PASSAGE TO READ ▸
Meanwhile, the West and the culture war seems to be eating itself. Tim Pool, YouTube journalist, suggests this will lead to a civil war, and his predictions are rarely wrong. Do I want to see communist Antifa thugs and right wingers battling on the streets? No. I’d rather just leave nice and early and seek out a peaceful life.
Finally, as I describe elsewhere on this site, attitudes abroad always draw me back. I visited Vietnam for the first time on this trip, and similarly to Indonesia and other countries I’ve visited I find the people to be overall authentic and positive.
Major things I miss when I leave the USA include the weather, nature, the familiarity, the amazing grocery stores (never take Safeway for granted, you won’t even find that in Europe), having a car (plus polite drivers), and, of course, old friends and remaining family members. So, I’m not saying this path is a utopia. In fact, it’s bittersweet. Probably, if I had endless money, I’d have a nice big house as a base of operations back home in Arizona, and I’d only spend half the year in some distant country. But I don’t have this ability and I’m not getting any younger.
And so, here I am, living out of a backpack again. Not to lead a glamorous life but because I feel I have no choice.
Well, I guess my budget travel abilities and digital nomad techniques are sometimes glamorous, or they at least look like it on the surface—or if scrolling through my Instagram. But this lifestyle eventually demands a man or woman find roots again, or else a different kind of anxiousness kicks in, to be part of a community again and have sustainability. If I should choose to relocate permanently to Asia, the next challenge will be if I can adapt my roots to a foreign culture in a truer way, as opposed to my 1 or 2 month long treks.
Once, as recounted through the years of this site being online, I lived in Thailand. When I returned home after 6 months, I was elated. But back then, there was such thing as a “home” to return to (as dysfunctional as it was with my parents, before their dual transition from this world.) Now, with home only existing nebulously among the residences of a few close friends, it’s up to me to find that element in a new society. Or, otherwise, learn enough inner peace to feel satisfied and content even if home is never again found—and I remain as a wandering adventurer for the foreseeable future. Who knows?
[Currently in: Jodhpur, India. One of the most beautiful cities I’ve seen, just don’t come here in summer. Leaving tomorrow for Udaipur, yet another desert kingdom leftover from the days when each sovereign state was without unification and, often, killing each other over control of the region. It’s a good thing those days are long over.)

TASKS TO CARRY OUT ▸
[1] Rewrite everything from "[Currently in: Jodhpur, India." down to "are long over.)" in the travel post, substituting "desert realm" for "desert kingdom".
[2] In the travel post, how long did the writer live in Thailand before returning home?
The items that come next are separate material, unrelated to the travel post.

DATA LISTING ▸
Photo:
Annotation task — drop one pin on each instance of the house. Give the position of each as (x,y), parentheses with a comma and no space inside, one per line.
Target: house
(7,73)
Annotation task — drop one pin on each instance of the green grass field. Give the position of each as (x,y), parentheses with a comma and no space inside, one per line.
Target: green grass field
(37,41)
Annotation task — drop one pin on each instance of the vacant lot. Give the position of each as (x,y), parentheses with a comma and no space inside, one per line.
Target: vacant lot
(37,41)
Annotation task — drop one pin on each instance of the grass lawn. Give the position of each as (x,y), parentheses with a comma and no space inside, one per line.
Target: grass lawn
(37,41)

...

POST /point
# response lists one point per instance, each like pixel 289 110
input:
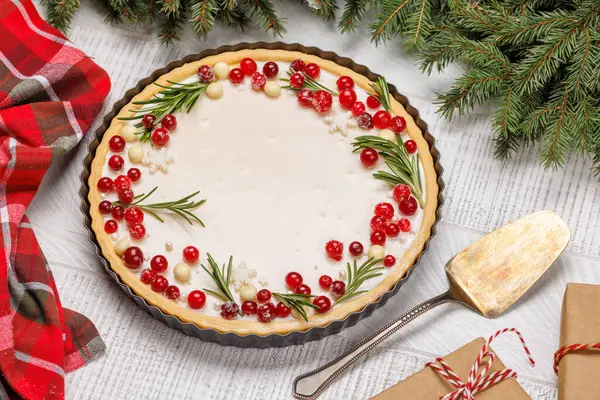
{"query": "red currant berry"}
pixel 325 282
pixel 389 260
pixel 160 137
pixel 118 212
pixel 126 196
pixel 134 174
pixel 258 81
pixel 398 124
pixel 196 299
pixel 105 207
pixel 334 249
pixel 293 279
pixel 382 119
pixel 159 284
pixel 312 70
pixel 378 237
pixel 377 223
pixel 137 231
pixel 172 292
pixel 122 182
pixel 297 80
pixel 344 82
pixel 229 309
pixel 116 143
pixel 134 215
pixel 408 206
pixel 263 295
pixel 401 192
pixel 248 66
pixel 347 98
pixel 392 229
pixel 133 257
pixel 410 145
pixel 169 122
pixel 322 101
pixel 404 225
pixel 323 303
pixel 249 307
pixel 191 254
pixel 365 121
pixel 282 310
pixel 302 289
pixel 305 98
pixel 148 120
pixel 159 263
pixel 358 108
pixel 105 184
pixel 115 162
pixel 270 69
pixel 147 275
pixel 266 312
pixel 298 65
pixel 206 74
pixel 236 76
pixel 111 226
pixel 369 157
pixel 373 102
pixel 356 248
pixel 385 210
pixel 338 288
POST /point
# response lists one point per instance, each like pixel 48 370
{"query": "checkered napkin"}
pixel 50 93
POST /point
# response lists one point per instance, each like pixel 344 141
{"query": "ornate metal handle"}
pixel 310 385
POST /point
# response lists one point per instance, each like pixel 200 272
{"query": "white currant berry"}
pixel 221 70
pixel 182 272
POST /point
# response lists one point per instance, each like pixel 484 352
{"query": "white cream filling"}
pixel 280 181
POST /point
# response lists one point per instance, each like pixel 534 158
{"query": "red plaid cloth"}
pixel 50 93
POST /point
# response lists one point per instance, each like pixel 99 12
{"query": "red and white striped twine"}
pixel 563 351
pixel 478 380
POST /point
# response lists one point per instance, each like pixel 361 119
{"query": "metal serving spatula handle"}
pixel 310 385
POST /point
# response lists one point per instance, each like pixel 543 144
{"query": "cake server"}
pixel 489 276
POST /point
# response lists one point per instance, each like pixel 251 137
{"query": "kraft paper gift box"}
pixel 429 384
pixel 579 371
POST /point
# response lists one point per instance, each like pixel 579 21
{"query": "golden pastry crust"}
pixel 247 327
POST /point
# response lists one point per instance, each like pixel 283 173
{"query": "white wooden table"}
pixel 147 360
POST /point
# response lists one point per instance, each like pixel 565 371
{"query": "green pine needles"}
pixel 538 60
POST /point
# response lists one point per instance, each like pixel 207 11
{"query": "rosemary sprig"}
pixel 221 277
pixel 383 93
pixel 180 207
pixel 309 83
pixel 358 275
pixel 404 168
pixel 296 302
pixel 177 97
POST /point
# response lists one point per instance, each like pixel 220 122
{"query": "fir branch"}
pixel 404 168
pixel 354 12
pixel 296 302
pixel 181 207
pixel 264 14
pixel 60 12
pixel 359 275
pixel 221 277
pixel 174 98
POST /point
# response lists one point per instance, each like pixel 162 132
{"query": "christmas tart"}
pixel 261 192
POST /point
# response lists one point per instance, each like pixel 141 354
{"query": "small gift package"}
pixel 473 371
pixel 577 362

WRITTEN ANSWERS ▸
[1]
[Currently in: Jodhpur, India. One of the most beautiful cities I’ve seen, just don’t come here in summer. Leaving tomorrow for Udaipur, yet another desert realm leftover from the days when each sovereign state was without unification and, often, killing each other over control of the region. It’s a good thing those days are long over.)

[2] Six months.